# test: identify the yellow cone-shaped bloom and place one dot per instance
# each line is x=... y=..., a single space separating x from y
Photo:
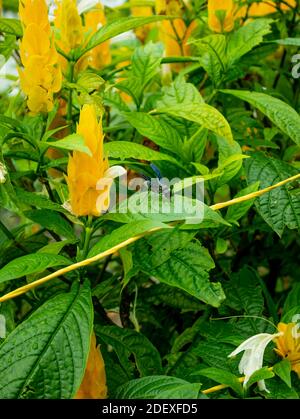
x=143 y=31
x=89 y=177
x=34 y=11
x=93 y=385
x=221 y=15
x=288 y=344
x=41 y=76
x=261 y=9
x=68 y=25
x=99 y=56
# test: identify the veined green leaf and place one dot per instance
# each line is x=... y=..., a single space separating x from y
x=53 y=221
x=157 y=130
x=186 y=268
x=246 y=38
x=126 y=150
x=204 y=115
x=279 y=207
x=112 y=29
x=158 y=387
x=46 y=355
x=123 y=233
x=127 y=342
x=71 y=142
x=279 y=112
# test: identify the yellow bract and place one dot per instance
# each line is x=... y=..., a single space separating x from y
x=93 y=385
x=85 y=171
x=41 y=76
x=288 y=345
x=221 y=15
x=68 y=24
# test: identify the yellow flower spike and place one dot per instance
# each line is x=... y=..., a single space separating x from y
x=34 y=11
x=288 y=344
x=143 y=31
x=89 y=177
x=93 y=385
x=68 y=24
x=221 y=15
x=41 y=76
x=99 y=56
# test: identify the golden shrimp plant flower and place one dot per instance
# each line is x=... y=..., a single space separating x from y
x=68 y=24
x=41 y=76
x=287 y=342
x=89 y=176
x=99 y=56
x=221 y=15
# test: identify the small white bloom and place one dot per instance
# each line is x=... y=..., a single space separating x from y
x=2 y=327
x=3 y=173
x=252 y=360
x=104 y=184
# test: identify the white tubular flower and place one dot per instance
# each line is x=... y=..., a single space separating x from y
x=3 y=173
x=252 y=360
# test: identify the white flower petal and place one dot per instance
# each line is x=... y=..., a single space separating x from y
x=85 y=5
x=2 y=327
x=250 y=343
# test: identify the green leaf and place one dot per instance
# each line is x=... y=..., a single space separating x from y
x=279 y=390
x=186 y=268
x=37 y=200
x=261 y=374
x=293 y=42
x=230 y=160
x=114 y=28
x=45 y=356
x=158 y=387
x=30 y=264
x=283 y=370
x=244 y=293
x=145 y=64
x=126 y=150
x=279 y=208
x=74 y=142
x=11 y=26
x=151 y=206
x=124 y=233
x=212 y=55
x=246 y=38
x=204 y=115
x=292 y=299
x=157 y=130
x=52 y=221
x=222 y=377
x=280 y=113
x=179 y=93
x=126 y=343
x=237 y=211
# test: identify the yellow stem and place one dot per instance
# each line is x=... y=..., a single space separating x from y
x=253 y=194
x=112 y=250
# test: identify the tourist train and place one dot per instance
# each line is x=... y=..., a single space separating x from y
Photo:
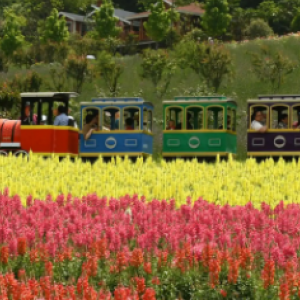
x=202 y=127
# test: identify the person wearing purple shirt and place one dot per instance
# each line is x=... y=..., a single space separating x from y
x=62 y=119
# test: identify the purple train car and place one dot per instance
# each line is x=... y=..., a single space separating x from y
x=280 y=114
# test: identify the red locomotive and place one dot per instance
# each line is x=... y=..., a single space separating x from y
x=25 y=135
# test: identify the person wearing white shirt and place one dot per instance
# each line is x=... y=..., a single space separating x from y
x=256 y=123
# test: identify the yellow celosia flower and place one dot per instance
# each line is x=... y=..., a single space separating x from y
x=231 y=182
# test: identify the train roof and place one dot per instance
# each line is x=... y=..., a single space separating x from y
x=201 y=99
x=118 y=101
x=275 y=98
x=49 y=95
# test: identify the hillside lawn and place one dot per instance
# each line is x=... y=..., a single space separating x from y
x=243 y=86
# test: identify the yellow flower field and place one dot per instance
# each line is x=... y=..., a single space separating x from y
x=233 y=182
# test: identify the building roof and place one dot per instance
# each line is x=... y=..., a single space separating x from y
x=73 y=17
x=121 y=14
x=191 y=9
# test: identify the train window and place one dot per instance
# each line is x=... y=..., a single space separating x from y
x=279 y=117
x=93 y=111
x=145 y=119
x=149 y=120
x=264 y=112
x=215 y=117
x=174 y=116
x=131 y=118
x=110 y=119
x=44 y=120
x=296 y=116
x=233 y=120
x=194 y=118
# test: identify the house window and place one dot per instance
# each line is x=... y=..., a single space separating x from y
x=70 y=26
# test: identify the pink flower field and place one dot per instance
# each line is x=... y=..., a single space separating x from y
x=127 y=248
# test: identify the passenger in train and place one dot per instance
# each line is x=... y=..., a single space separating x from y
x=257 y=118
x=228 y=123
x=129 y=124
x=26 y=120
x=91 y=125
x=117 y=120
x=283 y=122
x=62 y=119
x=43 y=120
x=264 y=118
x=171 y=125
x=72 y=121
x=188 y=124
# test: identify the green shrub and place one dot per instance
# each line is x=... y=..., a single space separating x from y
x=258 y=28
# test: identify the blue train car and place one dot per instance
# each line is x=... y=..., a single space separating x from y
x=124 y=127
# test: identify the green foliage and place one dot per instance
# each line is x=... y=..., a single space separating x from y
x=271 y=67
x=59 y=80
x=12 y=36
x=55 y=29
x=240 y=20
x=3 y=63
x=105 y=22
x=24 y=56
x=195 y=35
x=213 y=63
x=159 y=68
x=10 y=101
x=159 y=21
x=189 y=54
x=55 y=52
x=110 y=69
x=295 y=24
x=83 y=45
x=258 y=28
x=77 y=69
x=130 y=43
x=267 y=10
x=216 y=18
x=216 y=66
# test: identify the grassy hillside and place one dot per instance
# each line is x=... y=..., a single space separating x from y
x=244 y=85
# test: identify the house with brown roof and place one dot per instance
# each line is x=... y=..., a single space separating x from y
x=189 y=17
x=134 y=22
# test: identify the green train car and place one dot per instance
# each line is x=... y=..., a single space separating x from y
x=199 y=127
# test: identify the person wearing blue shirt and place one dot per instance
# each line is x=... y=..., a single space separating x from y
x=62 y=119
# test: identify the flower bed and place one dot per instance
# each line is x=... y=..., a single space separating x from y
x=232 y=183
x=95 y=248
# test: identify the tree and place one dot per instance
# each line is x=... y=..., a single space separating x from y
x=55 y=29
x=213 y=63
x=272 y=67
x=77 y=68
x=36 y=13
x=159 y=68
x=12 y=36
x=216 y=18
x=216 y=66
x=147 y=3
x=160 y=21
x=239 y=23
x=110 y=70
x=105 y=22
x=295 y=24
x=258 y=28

WHAT IS NEEDED: Express the rows above as a JSON list of strings, one string per line and with blank lines left out, beginning at the line that has "# test: identify the pink" and stopping after the line that has "x=124 y=127".

RESULT OF THE EXERCISE:
[
  "# test: identify the pink flower field and place one dot per instance",
  "# each line is x=... y=..., a single space separating x from y",
  "x=127 y=248",
  "# test: identify the passenger in train and place one dot per instance",
  "# each line is x=... y=..., a single space separating x from y",
  "x=257 y=118",
  "x=228 y=123",
  "x=129 y=124",
  "x=26 y=120",
  "x=91 y=125",
  "x=117 y=120",
  "x=283 y=122",
  "x=62 y=119",
  "x=43 y=120",
  "x=264 y=118",
  "x=171 y=125",
  "x=72 y=121",
  "x=188 y=124",
  "# test: identify the green shrub and place one dot per instance",
  "# each line is x=... y=..., a single space separating x from y",
  "x=258 y=28",
  "# test: identify the blue train car and place one dot per instance",
  "# each line is x=... y=..., a single space separating x from y",
  "x=124 y=127"
]